§ **EXERCISE OBJECTIVE**
According to the page excerpt about the Nova Scotia pub in Bristol, whose maker's label appears on the mahogany back bar in the principal bar room?

Design and construction

Listed Building – Grade II
- Official name: Nova Scotia Hotel Public House
- Designated: 18 February 1972
- Reference no.: 1202387

Website
- https://novascotiabristol.com/

= Nova Scotia, Bristol =

Pub in Bristol, England

The Nova Scotia is a Grade II listed public house in Bristol, England. It is situated on Nova Scotia Place in Spike Island, adjacent to Cumberland Basin. Completed in 1811 as a row of three terraced houses that was later converted into its current use, it preserves an unusually intact late-Victorian interior that the Campaign for Real Ale (CAMRA) describes as being "of very special national historic interest".

==History==
The terrace was erected for waterside workers during the first major expansion of the Cumberland Basin in 1811. By the mid-Victorian period the three dwellings had been amalgamated and licensed as the Nova Scotia Hotel, its name echoing the quay whose name commemorates the 1713 Peace of Utrecht, by which Bishop of Bristol John Robinson secured the cession of Nova Scotia to Britain. By 1889 the proprietors had merged two of the original houses, one formerly trading as the Docks Hotel, into a single establishment. Surviving traces of large lanterns and a carriageway arch show that it operated as a coaching inn, serving travellers and dock labourers alike.

==Architecture and interior==
The Nova Scotia presents a modest three-storey Georgian façade of render-covered rubble stone beneath a slate roof, typical of early nineteenth-century terraces. A mid-19th-century cast-iron lampholder projects some five feet from the first floor over the pavement. The principal bar room is dominated by a two-section mahogany mirrored back bar, complete with slender, rounded-edge mirrored panels and bearing the maker's label of Bristol ship-fitters Parnall's, believed to have originally been created for an unrealised vessel. Its matching curved bar counter survives with ornate iron brackets, while a smaller, differently styled counter in the former private bar hints at a later installation.

§ **RECORDS**
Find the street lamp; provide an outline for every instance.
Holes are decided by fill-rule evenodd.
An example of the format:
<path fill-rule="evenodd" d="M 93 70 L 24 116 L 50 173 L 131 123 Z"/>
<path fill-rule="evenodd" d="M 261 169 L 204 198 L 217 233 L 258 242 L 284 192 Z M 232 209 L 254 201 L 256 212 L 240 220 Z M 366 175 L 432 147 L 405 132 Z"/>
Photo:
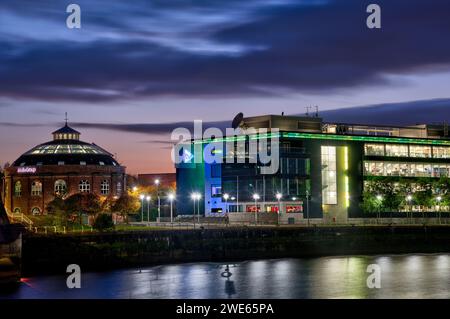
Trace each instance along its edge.
<path fill-rule="evenodd" d="M 175 195 L 170 193 L 168 198 L 170 201 L 170 223 L 173 224 L 173 200 L 175 199 Z"/>
<path fill-rule="evenodd" d="M 156 196 L 158 197 L 158 222 L 161 220 L 161 199 L 159 197 L 159 179 L 155 179 Z"/>
<path fill-rule="evenodd" d="M 200 199 L 202 198 L 202 194 L 197 193 L 197 210 L 198 210 L 198 214 L 197 214 L 197 221 L 198 223 L 200 223 Z"/>
<path fill-rule="evenodd" d="M 150 199 L 152 199 L 150 196 L 146 197 L 146 200 L 147 200 L 147 222 L 150 222 Z"/>
<path fill-rule="evenodd" d="M 228 198 L 230 198 L 230 195 L 227 193 L 223 194 L 223 199 L 225 199 L 225 214 L 228 213 Z"/>
<path fill-rule="evenodd" d="M 253 194 L 253 199 L 255 200 L 255 225 L 258 223 L 258 194 Z"/>
<path fill-rule="evenodd" d="M 378 201 L 378 211 L 377 211 L 377 224 L 378 224 L 378 219 L 381 217 L 381 203 L 383 201 L 383 196 L 378 194 L 377 201 Z"/>
<path fill-rule="evenodd" d="M 278 199 L 278 218 L 277 218 L 277 222 L 278 225 L 280 225 L 280 214 L 281 214 L 281 198 L 283 197 L 283 195 L 281 193 L 277 193 L 275 195 L 275 197 Z"/>
<path fill-rule="evenodd" d="M 441 196 L 436 197 L 436 201 L 438 203 L 438 221 L 439 221 L 439 224 L 441 223 L 441 200 L 442 200 Z"/>
<path fill-rule="evenodd" d="M 408 211 L 410 216 L 409 218 L 410 221 L 412 221 L 412 206 L 411 206 L 412 196 L 411 195 L 406 196 L 406 201 L 408 202 Z"/>
<path fill-rule="evenodd" d="M 141 223 L 144 222 L 144 194 L 139 195 L 141 199 Z"/>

§ **TASK SOLUTION**
The label belongs to Parnall's, a firm of Bristol ship-fitters.